[Opening INPUT FOR THIS TASK section]

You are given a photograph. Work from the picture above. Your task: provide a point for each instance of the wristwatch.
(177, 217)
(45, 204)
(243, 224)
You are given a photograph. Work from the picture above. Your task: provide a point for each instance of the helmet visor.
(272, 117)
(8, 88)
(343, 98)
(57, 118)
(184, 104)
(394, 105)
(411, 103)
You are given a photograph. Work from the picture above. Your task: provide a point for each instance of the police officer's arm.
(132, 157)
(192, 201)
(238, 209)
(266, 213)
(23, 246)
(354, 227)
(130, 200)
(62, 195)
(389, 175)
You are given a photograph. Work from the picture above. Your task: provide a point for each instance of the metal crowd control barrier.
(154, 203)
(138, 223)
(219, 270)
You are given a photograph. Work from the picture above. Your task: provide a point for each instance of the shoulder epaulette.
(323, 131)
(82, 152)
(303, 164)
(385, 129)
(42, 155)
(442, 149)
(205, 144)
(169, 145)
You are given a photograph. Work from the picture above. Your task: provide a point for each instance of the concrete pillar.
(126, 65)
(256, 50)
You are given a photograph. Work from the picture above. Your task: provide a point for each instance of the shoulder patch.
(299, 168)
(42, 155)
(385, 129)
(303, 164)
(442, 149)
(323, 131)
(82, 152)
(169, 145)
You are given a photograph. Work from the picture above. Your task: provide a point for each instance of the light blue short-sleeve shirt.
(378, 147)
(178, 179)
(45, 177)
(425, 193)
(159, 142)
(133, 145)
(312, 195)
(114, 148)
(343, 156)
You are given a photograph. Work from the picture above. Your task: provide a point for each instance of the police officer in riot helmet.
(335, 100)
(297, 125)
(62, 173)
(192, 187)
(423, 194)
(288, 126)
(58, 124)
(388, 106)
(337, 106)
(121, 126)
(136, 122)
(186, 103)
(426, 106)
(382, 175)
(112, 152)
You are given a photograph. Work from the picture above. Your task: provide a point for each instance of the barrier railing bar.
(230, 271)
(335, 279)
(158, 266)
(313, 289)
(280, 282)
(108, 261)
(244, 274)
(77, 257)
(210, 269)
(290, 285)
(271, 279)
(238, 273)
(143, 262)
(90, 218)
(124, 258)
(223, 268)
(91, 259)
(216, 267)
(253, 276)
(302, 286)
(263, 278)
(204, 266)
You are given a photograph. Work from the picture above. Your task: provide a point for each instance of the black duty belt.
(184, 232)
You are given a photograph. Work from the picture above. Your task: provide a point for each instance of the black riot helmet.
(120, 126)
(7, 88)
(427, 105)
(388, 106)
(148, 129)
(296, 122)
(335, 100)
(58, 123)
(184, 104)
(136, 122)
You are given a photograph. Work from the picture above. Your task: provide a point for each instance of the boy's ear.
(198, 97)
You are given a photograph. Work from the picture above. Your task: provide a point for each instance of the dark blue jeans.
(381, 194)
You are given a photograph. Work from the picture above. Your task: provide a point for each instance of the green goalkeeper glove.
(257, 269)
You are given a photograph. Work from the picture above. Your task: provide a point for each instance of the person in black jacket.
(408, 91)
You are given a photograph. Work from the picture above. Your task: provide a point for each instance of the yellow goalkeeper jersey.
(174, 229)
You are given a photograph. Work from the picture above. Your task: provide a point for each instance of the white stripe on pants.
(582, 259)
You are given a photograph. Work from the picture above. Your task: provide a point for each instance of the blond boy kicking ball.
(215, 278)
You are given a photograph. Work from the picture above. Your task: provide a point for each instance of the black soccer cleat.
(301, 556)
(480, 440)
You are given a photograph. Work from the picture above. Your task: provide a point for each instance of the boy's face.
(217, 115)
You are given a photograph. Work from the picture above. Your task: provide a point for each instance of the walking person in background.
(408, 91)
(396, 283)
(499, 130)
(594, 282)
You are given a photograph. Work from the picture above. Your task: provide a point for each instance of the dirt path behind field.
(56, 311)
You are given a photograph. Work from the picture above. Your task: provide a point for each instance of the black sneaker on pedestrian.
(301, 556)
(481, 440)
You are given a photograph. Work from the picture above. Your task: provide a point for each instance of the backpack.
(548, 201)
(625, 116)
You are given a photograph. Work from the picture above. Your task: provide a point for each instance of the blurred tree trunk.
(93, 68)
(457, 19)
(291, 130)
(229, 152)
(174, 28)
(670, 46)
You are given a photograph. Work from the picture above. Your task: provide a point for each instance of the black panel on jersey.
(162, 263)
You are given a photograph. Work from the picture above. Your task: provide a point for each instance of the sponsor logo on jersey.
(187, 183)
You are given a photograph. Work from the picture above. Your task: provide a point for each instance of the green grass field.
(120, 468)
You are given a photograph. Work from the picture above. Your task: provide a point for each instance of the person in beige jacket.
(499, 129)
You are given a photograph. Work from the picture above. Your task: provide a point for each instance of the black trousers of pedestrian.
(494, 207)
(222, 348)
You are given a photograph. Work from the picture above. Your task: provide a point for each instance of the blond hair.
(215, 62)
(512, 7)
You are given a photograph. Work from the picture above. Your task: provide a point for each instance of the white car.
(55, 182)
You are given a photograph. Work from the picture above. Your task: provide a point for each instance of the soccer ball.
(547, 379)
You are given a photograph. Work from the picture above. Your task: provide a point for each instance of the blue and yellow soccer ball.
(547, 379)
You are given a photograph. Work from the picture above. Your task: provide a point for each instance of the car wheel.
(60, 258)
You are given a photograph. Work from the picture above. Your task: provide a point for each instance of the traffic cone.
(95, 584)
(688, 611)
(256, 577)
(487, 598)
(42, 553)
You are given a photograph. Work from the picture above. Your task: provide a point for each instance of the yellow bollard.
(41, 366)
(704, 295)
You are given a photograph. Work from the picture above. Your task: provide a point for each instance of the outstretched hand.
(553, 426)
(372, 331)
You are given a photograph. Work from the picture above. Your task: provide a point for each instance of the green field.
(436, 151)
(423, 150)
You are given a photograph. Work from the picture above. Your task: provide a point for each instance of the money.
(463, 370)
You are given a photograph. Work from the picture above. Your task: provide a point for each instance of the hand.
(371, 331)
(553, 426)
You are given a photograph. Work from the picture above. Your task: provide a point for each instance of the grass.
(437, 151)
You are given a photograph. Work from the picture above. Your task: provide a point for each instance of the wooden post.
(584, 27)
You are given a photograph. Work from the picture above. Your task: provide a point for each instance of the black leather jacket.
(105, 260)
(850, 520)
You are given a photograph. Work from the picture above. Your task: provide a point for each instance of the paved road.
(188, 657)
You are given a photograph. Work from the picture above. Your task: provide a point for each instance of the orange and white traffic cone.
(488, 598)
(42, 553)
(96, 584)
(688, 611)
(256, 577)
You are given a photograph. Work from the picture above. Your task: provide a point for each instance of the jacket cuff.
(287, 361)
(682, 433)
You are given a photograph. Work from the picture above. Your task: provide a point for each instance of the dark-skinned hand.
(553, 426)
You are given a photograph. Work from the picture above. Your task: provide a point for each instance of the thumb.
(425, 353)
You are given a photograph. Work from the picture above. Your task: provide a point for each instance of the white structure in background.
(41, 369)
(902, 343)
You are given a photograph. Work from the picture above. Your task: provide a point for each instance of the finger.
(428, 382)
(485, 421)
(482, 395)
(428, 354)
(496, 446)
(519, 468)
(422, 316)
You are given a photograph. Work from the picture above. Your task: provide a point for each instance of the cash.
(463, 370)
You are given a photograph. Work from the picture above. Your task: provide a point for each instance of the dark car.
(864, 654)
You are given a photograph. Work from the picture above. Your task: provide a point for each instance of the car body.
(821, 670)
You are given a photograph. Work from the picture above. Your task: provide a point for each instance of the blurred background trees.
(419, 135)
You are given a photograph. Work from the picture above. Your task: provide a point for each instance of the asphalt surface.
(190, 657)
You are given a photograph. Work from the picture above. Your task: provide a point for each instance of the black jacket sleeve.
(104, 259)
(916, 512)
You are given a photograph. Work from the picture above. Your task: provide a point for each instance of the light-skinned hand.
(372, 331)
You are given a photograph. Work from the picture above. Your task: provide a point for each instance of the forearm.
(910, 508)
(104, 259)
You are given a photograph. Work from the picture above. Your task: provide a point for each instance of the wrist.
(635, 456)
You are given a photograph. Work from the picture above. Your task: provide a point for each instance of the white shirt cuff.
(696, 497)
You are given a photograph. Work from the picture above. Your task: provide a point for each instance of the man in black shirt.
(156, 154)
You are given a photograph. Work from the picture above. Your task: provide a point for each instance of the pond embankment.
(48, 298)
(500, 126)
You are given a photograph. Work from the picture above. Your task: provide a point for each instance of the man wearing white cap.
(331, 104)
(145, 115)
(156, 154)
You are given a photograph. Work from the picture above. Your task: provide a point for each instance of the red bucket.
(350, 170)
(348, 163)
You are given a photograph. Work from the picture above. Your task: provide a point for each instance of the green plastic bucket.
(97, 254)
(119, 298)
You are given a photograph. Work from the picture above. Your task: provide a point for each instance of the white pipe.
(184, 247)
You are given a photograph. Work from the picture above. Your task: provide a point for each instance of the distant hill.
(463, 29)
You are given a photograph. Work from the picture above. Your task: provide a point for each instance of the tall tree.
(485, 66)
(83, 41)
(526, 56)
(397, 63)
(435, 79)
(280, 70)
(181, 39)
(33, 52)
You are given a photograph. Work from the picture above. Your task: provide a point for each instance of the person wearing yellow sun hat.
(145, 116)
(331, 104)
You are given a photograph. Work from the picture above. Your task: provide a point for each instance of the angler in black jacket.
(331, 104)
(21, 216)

[Closing INPUT FOR THIS TASK section]

# WORK INSTRUCTIONS
What must be returned is the line with "the tall tree." plus every line after it to the end of the entries, exactly as they appear.

# TASK RESPONSE
You are given a photograph. Work from the picture above. Your task: provide a point for each instance of the tall tree.
(485, 66)
(83, 41)
(526, 56)
(397, 63)
(435, 79)
(280, 70)
(181, 39)
(33, 52)
You are given a photograph. Work from the picture above. Your task: provide a point for each instance of the person wearing yellow sun hat.
(145, 116)
(331, 104)
You are given a photograph. Work from the picture above. Your task: provide a point for each instance of the angler in black jacket.
(331, 104)
(21, 216)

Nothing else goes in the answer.